Produce a verbatim transcription of the records below, beginning at the line containing "in: indicate the screen" and ending at the final line; include only those lines.
[Supplied data — start]
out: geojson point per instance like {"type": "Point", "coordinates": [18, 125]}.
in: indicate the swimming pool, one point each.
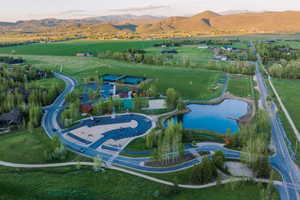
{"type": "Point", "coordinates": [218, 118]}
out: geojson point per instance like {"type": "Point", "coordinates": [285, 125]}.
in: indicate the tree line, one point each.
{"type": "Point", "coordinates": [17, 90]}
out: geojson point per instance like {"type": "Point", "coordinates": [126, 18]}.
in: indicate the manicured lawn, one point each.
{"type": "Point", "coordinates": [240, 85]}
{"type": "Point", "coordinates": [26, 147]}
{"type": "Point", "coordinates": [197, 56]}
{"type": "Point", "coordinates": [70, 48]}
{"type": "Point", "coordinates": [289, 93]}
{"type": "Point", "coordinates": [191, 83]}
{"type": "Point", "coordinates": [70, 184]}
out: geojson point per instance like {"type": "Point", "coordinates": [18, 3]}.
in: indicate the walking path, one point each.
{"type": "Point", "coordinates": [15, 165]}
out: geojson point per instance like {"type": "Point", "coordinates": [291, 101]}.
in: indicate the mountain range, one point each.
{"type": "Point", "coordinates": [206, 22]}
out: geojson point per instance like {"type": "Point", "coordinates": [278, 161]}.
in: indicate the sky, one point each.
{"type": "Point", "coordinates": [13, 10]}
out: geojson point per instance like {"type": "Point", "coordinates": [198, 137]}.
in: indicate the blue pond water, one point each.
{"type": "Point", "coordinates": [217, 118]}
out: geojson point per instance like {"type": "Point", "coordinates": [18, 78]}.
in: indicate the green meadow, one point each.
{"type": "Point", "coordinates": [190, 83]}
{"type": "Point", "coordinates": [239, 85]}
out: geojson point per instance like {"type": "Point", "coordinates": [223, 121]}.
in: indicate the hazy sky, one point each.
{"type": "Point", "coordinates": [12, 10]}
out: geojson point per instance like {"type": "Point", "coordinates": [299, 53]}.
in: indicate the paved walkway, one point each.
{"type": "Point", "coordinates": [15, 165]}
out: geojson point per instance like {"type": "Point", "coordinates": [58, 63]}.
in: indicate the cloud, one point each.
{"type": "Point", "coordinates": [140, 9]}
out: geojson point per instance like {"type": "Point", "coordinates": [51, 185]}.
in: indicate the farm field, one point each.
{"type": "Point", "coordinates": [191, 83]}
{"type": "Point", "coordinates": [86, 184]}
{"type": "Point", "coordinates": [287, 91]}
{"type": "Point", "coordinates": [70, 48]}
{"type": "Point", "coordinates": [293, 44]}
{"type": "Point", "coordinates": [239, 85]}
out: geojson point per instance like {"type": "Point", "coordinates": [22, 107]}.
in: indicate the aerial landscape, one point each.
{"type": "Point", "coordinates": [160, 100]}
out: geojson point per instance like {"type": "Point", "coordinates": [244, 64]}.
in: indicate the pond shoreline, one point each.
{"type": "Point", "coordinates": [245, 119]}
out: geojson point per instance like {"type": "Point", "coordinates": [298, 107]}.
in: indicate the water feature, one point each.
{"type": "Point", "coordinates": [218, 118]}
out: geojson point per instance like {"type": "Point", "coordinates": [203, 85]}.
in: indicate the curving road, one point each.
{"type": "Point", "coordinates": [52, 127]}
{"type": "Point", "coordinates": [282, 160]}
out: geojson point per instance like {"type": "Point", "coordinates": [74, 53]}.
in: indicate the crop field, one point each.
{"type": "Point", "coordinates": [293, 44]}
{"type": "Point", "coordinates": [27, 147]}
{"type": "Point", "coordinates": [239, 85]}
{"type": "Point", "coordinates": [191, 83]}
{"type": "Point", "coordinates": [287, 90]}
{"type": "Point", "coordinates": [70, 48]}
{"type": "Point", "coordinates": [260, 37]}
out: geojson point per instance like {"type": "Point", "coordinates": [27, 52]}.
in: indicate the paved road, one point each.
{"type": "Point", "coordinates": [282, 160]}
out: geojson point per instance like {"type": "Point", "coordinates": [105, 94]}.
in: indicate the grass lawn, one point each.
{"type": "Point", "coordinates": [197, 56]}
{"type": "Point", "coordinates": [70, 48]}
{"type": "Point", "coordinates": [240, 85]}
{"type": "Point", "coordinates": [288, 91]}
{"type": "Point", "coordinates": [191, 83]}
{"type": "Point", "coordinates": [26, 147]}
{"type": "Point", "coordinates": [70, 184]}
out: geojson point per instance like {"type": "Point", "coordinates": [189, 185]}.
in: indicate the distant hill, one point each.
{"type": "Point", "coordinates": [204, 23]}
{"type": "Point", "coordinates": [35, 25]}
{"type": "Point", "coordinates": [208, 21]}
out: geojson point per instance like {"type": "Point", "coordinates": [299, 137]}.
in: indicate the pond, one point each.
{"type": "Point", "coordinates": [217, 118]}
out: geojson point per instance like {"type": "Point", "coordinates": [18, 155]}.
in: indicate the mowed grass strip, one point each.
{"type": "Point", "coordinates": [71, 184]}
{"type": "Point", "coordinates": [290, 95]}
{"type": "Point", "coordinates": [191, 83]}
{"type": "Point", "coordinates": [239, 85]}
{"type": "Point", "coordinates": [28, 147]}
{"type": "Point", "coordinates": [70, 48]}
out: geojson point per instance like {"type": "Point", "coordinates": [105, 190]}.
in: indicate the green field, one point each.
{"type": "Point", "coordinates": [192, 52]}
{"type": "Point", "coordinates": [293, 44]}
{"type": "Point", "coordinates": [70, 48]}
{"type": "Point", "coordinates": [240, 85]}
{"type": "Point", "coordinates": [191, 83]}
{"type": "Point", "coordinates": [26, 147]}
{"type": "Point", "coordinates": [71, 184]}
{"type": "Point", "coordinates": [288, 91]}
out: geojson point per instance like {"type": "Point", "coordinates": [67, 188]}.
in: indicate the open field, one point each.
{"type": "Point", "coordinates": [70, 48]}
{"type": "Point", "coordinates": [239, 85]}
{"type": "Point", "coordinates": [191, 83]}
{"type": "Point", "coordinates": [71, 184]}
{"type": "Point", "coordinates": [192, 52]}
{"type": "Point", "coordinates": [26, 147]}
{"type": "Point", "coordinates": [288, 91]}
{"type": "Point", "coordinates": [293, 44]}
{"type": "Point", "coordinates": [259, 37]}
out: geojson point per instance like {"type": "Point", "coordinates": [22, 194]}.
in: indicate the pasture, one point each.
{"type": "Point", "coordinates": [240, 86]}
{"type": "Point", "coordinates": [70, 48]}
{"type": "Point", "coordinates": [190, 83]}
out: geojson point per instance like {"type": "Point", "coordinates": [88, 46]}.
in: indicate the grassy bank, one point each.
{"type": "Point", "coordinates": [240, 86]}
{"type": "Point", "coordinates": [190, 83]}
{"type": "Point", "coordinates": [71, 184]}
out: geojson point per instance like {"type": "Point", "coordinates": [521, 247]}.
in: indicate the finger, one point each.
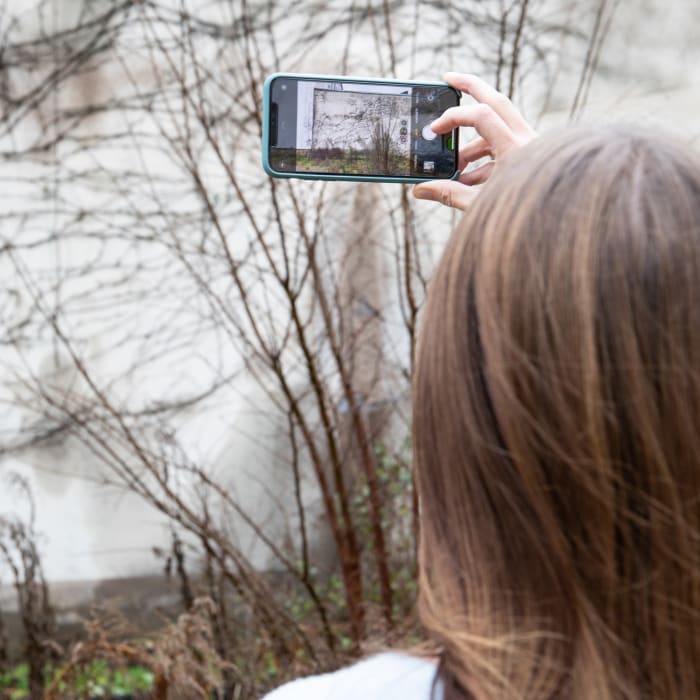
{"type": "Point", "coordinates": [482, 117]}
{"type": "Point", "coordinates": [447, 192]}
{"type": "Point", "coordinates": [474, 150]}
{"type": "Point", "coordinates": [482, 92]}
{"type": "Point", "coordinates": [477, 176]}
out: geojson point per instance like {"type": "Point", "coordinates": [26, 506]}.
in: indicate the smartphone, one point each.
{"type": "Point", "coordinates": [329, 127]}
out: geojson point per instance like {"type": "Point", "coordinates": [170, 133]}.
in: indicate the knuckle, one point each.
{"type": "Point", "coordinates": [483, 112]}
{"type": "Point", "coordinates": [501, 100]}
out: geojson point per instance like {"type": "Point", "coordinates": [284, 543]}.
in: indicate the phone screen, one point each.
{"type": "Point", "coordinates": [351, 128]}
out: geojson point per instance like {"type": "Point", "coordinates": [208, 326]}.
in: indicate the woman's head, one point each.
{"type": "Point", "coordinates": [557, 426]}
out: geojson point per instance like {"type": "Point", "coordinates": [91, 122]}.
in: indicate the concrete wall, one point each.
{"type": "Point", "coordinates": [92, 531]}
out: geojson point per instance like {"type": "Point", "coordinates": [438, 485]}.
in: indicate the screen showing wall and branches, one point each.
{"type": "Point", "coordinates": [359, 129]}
[Supplied data — finish]
_Exercise response_
in: indicate the screen showing wall and branches, one point each.
{"type": "Point", "coordinates": [359, 129]}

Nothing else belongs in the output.